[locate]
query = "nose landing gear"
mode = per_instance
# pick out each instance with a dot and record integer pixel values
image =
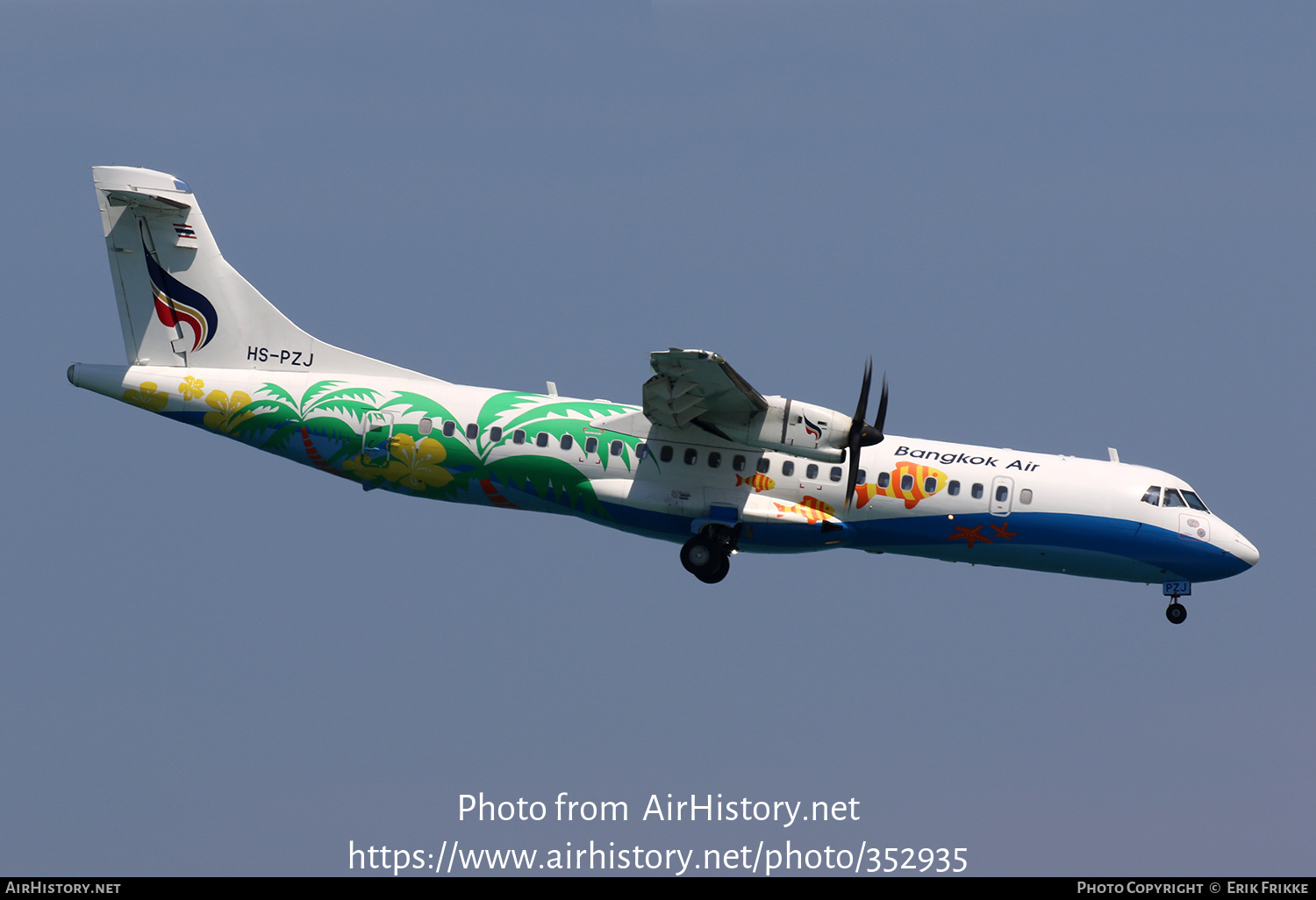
(707, 555)
(1174, 589)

# [Description of the task]
Recast every line of the records above as a Markdown table with the columns "Row" and "Line", numbering each row and omitting blank lines. Leave the pictures out of the table.

# [Problem solution]
| Row | Line |
|---|---|
| 1 | [locate] |
| 2 | query = "nose landing gear" |
| 3 | mode = per_instance |
| 4 | # pick out each instance with a dot and record integer pixel values |
| 5 | image = |
| 6 | (707, 555) |
| 7 | (1174, 589) |